Start of Block

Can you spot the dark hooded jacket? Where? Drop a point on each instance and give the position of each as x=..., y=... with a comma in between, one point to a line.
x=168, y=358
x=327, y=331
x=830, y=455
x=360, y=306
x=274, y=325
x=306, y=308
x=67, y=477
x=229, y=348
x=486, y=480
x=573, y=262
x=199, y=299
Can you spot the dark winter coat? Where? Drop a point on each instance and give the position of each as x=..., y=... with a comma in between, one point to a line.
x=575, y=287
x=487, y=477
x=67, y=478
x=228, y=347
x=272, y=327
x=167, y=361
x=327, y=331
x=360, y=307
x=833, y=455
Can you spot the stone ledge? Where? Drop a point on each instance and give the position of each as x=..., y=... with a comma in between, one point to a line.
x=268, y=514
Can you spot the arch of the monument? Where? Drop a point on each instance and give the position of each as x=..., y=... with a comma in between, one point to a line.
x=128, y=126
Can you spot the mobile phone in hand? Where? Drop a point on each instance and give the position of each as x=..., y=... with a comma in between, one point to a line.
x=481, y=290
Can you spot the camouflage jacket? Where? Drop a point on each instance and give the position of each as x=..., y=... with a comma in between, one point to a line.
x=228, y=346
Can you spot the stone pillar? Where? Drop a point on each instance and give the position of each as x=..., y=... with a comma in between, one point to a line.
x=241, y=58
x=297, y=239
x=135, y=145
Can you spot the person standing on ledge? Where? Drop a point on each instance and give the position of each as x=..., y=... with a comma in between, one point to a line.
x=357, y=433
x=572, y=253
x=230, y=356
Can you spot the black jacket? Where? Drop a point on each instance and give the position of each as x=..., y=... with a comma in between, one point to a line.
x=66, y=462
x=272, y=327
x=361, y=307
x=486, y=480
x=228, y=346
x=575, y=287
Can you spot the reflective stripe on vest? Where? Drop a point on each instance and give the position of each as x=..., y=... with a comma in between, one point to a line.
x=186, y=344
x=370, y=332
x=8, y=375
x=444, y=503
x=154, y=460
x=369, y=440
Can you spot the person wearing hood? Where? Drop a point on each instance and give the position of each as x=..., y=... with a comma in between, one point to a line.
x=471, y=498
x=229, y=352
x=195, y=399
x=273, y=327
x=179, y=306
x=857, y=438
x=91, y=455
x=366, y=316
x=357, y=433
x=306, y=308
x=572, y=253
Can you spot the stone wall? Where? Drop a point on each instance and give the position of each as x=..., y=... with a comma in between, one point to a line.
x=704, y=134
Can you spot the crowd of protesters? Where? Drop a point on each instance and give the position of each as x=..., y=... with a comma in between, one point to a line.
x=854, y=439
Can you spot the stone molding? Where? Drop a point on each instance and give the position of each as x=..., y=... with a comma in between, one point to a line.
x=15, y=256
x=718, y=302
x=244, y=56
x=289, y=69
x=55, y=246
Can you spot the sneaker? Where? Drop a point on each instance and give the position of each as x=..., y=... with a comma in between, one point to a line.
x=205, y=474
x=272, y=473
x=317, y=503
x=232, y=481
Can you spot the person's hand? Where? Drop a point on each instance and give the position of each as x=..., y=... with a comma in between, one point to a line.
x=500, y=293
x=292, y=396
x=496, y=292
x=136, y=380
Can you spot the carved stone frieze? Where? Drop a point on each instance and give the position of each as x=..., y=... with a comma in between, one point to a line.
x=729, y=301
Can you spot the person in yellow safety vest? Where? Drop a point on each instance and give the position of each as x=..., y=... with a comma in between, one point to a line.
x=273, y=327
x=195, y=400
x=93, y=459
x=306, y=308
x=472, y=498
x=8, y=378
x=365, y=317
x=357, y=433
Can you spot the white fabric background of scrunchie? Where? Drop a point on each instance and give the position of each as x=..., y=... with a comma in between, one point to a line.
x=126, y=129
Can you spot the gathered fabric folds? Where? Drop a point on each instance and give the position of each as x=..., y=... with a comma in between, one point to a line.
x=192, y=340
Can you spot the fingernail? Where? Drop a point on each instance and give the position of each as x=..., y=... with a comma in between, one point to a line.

End of Block

ASSIGNED TASK
A verbatim copy of every entry is required.

COMPLETED TASK
Can you spot the dark hooded jacket? Where? Drop a point on each instance and give the position of each as x=..., y=... with a comma in between, one point to a line.
x=168, y=358
x=327, y=331
x=830, y=455
x=360, y=306
x=274, y=325
x=306, y=308
x=67, y=477
x=229, y=348
x=486, y=480
x=573, y=262
x=199, y=299
Can you spot the dark winter coat? Where? Drop a point on each instance and give the position of each as x=..., y=... with a comma in between, one point to a line.
x=575, y=287
x=487, y=477
x=67, y=478
x=228, y=347
x=272, y=327
x=167, y=361
x=327, y=331
x=360, y=307
x=833, y=455
Can you spot the stone ledge? Where? Drop a point on each instance and give the position of each as x=..., y=... with a comma in between, one point to a line.
x=268, y=514
Can you spot the arch of the monument? Where? Drop a point on each instance and give the position of each as x=..., y=... with a comma in between, one point to a line.
x=128, y=126
Can you spot the mobile phone in hand? Where? Drop a point on each instance and give the position of each as x=..., y=... with a comma in between, one point to a line.
x=481, y=290
Can you spot the camouflage jacket? Where? Drop a point on each instance and give the position of each as x=..., y=... with a comma in between, one point to a line.
x=228, y=346
Can you spot the stone pillar? Where? Drop a point on each instance and give the position of each as x=..., y=... with a comma in between, one point to a line.
x=241, y=58
x=297, y=239
x=135, y=145
Can you spot the person standing on ledge? Where? Drop a point on each instance and give the position of each as x=..., y=... with a comma in between, one point to a line.
x=357, y=433
x=572, y=253
x=230, y=356
Can you spot the black jacket? Where? Drop a point on each instance and give the position of each as x=..., y=... with a comma in between, one point to a line.
x=66, y=462
x=272, y=327
x=361, y=307
x=486, y=480
x=228, y=346
x=575, y=287
Can you spot the reflective stripe on vest? Where? Drop a point on each instance and give the position of each as x=..., y=... with a comma in between, one point to a line.
x=186, y=344
x=370, y=332
x=8, y=375
x=444, y=503
x=154, y=460
x=369, y=440
Can you spot the person wearing hood? Where? Drop a point on each instance and give the position of each as x=..., y=... with a comma in between, one point to a line.
x=471, y=498
x=229, y=352
x=195, y=399
x=273, y=327
x=179, y=306
x=857, y=438
x=91, y=455
x=366, y=316
x=357, y=433
x=306, y=308
x=572, y=253
Can you spot the stone wall? Where? Drop a point on each instance and give the position of each as x=..., y=... with a comma in between, one point to a line.
x=704, y=134
Can you spot the crowd of protesters? Where? Drop a point on each instance and give the position of each as x=..., y=... with a comma in between, one point to a line.
x=854, y=439
Can you spot the stone molding? Where? Drop a point on each instance and give the position of each as x=..., y=... with a comma in between, one point to a line.
x=15, y=256
x=718, y=302
x=244, y=56
x=289, y=69
x=55, y=246
Can you spot the sneaker? Where? Drop a point on each instance and give the position of each as x=..., y=... with a comma in between, one point to a line.
x=205, y=474
x=272, y=473
x=317, y=503
x=232, y=481
Can you spot the person's hand? Where? Drop a point on each instance and give the position of each as x=..., y=... with a comma in between, one point to a line.
x=500, y=293
x=292, y=396
x=496, y=292
x=136, y=380
Can you spot the carved stone frieze? Where? Drop a point on each instance and give the position of each as x=..., y=... with a comma in between, one point to a line.
x=729, y=301
Can you spot the person in yellow safety vest? Where? Drop a point on each instance and give the position of each as x=..., y=... with a comma in between, one point to a line.
x=273, y=327
x=195, y=400
x=93, y=459
x=306, y=308
x=472, y=498
x=8, y=378
x=365, y=317
x=357, y=433
Can you spot the white fabric background of scrunchie? Where? Drop a point on each instance and give the position of each as x=..., y=... with a comma in between, one point to a line.
x=126, y=129
Can you spot the gathered fabric folds? Where? Drop a point on each instance and give the position of each as x=..., y=... with a comma in between, one point to a line.
x=192, y=340
Can you spot the fingernail? Where? Drop a point on each instance and give the position of each as x=..., y=... with a comma in between, one point to a line.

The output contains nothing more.